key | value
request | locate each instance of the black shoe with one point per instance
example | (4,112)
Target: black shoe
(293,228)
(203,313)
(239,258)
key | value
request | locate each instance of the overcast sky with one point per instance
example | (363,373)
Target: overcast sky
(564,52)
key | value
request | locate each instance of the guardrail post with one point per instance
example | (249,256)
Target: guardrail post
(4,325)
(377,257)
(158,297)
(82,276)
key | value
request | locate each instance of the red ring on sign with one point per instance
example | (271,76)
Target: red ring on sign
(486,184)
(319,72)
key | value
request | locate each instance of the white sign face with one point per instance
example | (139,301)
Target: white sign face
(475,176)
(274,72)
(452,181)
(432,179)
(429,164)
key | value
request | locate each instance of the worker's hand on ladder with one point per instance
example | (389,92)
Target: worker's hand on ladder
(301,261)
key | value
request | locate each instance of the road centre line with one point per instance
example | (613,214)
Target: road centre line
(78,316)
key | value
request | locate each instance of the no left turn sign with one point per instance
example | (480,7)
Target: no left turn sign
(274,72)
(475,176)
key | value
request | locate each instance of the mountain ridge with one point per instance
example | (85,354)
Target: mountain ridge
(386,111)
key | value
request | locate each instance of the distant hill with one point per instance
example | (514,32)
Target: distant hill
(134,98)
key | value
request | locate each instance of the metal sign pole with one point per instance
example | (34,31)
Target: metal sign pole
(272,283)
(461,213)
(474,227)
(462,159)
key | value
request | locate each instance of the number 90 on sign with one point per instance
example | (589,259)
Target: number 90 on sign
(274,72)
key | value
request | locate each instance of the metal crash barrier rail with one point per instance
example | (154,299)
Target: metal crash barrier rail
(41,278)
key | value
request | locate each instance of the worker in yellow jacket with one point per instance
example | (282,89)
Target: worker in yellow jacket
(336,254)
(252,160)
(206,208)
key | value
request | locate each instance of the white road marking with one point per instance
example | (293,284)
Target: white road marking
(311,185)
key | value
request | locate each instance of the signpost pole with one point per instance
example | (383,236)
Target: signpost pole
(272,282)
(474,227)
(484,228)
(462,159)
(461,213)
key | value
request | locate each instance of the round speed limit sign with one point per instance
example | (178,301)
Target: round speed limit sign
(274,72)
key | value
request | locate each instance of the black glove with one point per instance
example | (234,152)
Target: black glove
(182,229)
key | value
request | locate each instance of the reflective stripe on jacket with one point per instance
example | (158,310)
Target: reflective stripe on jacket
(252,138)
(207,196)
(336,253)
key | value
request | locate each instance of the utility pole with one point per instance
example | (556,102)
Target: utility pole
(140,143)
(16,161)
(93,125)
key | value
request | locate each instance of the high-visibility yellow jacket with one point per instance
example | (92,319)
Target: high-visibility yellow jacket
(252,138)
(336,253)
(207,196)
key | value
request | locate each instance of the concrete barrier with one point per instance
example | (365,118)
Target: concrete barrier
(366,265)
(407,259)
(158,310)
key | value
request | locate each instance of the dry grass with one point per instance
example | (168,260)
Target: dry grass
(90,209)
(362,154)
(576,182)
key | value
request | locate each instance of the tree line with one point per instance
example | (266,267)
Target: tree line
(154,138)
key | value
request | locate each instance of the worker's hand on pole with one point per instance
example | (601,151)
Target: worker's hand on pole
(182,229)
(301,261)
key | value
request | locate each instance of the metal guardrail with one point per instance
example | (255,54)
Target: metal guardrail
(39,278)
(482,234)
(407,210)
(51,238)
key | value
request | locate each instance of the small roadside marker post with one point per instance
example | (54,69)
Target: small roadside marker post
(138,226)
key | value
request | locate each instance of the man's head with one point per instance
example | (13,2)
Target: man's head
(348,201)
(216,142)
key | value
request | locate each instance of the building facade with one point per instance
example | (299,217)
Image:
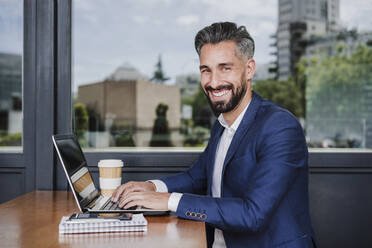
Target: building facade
(128,105)
(306,17)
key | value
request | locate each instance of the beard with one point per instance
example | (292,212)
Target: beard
(236,95)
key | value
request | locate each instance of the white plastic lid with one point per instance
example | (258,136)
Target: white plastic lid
(110,163)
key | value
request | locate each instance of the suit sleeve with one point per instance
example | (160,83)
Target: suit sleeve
(281,152)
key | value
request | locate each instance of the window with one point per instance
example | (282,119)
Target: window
(136,80)
(11,52)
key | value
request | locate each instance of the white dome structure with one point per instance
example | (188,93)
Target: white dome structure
(127,72)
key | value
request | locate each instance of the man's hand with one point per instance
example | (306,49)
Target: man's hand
(123,190)
(148,199)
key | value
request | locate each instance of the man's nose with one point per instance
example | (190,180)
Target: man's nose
(215,80)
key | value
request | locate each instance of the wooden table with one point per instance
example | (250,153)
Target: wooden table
(32,221)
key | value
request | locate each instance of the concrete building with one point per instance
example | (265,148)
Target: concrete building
(307,18)
(344,42)
(263,72)
(189,84)
(129,105)
(10,93)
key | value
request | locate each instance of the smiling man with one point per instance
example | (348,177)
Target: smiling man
(250,185)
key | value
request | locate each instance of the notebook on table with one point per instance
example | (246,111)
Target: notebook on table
(136,224)
(86,194)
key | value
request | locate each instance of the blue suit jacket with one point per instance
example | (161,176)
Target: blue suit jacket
(264,190)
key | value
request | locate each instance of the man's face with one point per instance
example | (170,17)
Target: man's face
(224,76)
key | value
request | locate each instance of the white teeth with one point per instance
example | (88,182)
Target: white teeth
(220,93)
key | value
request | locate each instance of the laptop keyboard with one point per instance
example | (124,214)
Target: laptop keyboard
(114,206)
(111,206)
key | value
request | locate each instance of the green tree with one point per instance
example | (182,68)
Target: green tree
(337,85)
(285,93)
(160,131)
(159,75)
(338,94)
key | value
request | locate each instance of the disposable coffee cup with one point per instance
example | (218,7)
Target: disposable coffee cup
(109,175)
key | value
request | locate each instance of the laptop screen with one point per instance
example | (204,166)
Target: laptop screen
(76,169)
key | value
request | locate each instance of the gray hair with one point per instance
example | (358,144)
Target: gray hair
(225,31)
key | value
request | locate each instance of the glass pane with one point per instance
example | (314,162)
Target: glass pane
(11,51)
(136,72)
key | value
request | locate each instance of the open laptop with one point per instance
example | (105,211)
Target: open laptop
(87,195)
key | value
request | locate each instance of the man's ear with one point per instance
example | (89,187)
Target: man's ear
(250,68)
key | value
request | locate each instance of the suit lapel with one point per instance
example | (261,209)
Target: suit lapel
(244,126)
(212,151)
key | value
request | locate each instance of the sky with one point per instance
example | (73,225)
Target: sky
(109,33)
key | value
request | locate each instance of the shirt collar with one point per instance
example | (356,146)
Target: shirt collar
(236,123)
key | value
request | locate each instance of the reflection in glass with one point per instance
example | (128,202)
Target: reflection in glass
(11,73)
(127,95)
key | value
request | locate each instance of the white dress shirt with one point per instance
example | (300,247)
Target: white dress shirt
(222,148)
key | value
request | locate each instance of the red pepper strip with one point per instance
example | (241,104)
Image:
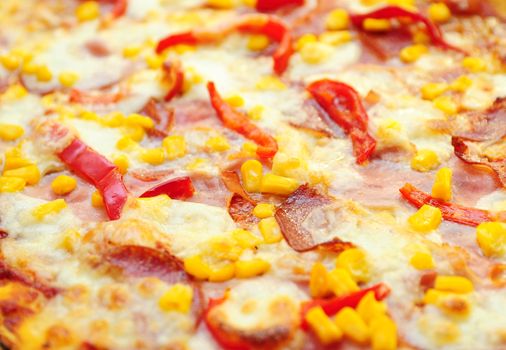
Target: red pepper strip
(391,12)
(270,26)
(342,103)
(179,188)
(273,5)
(450,211)
(96,169)
(334,305)
(240,123)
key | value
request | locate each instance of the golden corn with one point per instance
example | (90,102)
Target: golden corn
(426,219)
(442,187)
(178,298)
(63,185)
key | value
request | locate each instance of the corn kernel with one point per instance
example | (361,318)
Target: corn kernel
(439,12)
(276,184)
(196,267)
(455,284)
(412,53)
(491,237)
(10,132)
(175,146)
(11,184)
(442,187)
(251,268)
(426,219)
(48,208)
(88,11)
(352,325)
(327,331)
(269,229)
(30,174)
(258,42)
(178,298)
(252,173)
(63,185)
(341,283)
(337,19)
(355,262)
(263,210)
(425,160)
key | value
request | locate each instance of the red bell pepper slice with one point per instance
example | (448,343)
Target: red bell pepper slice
(450,211)
(333,305)
(271,26)
(396,12)
(344,106)
(179,188)
(97,170)
(240,123)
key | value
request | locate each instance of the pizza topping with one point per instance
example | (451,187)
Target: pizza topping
(344,106)
(269,26)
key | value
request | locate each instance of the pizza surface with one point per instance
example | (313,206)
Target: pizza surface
(240,174)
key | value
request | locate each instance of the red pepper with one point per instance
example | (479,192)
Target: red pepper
(334,305)
(343,105)
(273,5)
(450,211)
(240,123)
(97,170)
(396,12)
(271,26)
(179,188)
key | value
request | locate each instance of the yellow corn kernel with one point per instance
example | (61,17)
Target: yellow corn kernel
(442,187)
(178,298)
(376,25)
(30,174)
(87,11)
(455,284)
(269,229)
(153,156)
(96,200)
(355,262)
(425,160)
(439,12)
(252,173)
(327,331)
(10,132)
(251,268)
(197,267)
(258,42)
(340,282)
(352,325)
(337,19)
(222,273)
(383,334)
(426,219)
(11,184)
(412,53)
(63,185)
(175,146)
(264,210)
(217,144)
(422,261)
(245,239)
(276,184)
(474,64)
(369,308)
(432,90)
(68,79)
(48,208)
(491,237)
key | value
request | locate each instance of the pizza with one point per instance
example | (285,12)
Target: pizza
(241,174)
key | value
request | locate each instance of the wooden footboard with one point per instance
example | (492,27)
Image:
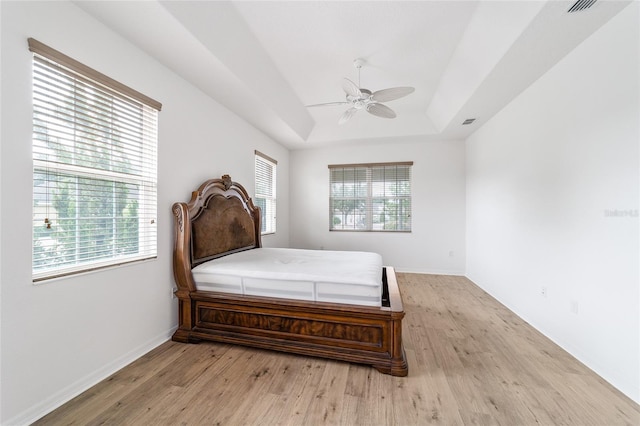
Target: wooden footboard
(221,219)
(364,335)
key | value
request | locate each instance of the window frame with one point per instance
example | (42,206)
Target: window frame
(268,207)
(365,195)
(132,188)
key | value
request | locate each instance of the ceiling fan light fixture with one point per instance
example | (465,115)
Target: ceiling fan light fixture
(360,98)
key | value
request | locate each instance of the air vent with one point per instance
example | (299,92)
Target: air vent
(581,5)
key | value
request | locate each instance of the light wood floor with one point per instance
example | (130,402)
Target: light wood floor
(471,361)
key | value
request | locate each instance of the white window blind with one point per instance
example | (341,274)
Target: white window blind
(370,197)
(94,169)
(265,196)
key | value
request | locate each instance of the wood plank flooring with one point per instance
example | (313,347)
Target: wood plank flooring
(471,362)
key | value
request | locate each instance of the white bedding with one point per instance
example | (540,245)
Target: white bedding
(320,275)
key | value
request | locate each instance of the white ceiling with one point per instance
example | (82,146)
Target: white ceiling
(266,60)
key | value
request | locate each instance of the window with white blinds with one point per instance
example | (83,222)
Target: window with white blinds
(94,169)
(265,196)
(370,197)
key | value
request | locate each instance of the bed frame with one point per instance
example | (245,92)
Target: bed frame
(221,219)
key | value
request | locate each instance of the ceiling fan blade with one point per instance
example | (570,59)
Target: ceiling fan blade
(329,104)
(351,89)
(347,115)
(380,110)
(391,94)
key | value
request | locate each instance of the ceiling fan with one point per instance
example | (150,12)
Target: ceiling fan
(360,98)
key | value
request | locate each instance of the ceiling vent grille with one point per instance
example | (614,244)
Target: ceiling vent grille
(581,5)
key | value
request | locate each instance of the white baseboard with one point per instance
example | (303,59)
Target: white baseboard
(431,271)
(69,392)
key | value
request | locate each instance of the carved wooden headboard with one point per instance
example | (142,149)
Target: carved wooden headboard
(219,219)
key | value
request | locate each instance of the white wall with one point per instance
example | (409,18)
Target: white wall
(62,336)
(542,178)
(438,204)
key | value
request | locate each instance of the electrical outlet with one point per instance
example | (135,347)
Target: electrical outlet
(574,307)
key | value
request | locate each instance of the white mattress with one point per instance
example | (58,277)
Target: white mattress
(320,275)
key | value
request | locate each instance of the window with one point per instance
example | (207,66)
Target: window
(266,191)
(94,168)
(370,197)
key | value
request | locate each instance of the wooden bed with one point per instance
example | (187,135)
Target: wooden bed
(221,219)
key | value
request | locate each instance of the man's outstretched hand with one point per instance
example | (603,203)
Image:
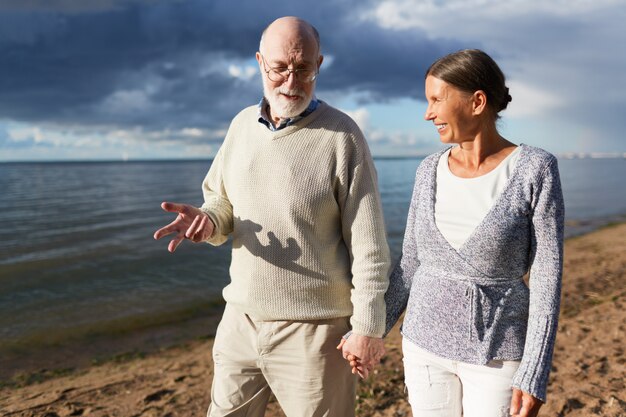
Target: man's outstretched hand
(191,223)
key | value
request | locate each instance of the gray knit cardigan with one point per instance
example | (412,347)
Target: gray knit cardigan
(472,305)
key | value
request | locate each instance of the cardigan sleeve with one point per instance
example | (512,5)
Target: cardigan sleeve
(545,283)
(216,204)
(397,295)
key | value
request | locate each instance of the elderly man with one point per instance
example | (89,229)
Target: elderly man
(295,186)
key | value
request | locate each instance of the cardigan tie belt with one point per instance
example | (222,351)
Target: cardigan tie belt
(476,293)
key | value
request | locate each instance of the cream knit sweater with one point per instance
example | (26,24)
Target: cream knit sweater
(303,208)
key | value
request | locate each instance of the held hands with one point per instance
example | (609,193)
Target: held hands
(524,404)
(191,223)
(362,352)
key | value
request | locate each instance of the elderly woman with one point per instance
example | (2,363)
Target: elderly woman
(477,341)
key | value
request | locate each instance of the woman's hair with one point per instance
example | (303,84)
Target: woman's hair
(471,70)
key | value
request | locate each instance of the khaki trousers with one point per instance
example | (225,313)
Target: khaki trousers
(297,361)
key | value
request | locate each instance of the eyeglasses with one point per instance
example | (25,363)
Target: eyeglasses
(281,74)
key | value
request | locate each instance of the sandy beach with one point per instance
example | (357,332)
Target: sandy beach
(587,378)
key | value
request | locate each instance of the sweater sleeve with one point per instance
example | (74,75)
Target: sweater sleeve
(216,204)
(545,283)
(364,234)
(397,295)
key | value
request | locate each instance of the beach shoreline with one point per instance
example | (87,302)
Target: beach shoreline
(586,379)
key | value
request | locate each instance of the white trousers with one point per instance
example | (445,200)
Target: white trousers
(440,387)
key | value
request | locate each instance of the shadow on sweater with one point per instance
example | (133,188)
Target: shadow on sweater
(278,254)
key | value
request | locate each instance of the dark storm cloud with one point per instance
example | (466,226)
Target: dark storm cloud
(140,63)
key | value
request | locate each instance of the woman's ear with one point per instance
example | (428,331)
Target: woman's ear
(479,102)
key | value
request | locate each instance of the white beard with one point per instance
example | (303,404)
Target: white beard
(280,107)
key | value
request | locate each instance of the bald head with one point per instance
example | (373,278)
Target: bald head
(290,32)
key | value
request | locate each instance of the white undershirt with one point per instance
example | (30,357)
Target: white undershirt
(462,203)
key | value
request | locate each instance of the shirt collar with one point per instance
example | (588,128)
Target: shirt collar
(265,119)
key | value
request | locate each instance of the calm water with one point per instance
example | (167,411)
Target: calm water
(76,247)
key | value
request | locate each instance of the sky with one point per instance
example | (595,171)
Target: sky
(162,79)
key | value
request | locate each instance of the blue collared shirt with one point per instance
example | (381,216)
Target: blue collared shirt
(265,119)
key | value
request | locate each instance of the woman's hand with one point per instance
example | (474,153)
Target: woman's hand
(524,404)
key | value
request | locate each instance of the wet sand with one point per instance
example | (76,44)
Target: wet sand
(587,377)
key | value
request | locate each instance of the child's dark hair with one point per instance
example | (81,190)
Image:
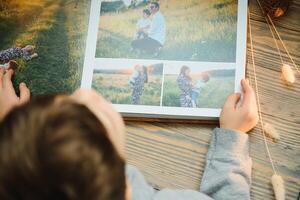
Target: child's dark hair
(147,12)
(58,149)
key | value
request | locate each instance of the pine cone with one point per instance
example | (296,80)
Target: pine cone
(275,8)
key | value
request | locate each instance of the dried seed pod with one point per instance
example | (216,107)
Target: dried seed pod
(288,74)
(275,8)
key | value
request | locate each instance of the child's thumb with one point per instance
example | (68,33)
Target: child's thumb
(24,93)
(232,100)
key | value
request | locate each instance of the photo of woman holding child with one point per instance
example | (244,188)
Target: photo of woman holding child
(137,81)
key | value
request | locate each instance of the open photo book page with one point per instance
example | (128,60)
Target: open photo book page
(168,58)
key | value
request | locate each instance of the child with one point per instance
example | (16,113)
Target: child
(26,53)
(134,75)
(197,88)
(72,148)
(10,65)
(143,25)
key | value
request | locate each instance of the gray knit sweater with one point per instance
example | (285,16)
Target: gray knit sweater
(227,173)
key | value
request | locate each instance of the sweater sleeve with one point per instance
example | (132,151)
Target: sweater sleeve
(227,173)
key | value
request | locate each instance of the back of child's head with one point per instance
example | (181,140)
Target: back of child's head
(54,148)
(147,12)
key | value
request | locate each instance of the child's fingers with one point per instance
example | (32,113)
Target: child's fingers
(24,93)
(248,93)
(232,100)
(7,78)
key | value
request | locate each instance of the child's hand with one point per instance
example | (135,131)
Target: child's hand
(241,117)
(106,113)
(8,97)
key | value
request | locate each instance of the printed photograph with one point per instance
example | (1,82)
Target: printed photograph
(131,83)
(193,86)
(44,41)
(179,30)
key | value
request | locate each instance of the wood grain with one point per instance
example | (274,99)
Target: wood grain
(173,154)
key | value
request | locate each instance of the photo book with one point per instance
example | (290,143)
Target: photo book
(163,59)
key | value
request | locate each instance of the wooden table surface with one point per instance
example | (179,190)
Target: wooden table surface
(173,155)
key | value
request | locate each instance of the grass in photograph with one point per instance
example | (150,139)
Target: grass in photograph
(209,37)
(115,88)
(212,95)
(58,29)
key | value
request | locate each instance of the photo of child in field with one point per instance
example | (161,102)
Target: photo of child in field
(131,83)
(44,42)
(168,30)
(197,86)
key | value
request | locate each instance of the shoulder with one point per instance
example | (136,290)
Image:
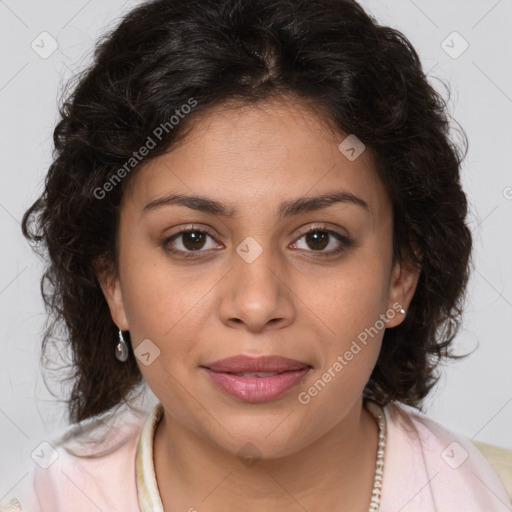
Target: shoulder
(436,467)
(90,467)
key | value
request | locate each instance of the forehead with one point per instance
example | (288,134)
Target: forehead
(245,154)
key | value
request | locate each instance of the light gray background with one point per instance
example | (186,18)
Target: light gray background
(474,396)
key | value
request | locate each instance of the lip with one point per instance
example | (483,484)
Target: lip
(241,363)
(252,388)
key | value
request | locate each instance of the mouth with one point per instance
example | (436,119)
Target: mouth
(256,379)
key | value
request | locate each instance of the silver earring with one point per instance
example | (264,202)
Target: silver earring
(121,349)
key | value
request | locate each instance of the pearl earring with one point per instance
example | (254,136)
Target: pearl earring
(121,349)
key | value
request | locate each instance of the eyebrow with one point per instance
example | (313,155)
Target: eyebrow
(286,209)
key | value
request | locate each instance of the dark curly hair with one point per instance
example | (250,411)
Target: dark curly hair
(365,77)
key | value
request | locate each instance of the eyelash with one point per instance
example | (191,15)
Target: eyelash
(345,242)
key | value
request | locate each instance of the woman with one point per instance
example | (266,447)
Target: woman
(255,209)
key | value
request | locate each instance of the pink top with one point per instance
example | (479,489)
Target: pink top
(106,464)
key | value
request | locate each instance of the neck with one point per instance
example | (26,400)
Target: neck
(335,472)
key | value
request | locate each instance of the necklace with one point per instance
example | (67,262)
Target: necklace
(378,414)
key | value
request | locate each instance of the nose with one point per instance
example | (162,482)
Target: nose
(257,293)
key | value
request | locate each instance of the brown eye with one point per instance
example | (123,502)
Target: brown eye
(193,240)
(189,242)
(317,240)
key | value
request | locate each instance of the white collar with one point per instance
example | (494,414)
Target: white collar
(147,488)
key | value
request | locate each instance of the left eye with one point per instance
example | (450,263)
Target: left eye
(319,239)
- - - -
JOB:
Copy out each line of the entries above that contains the word "blade".

FULL ANSWER:
request | locate each instance of the ceiling fan blade with one point per instance
Target: ceiling fan blade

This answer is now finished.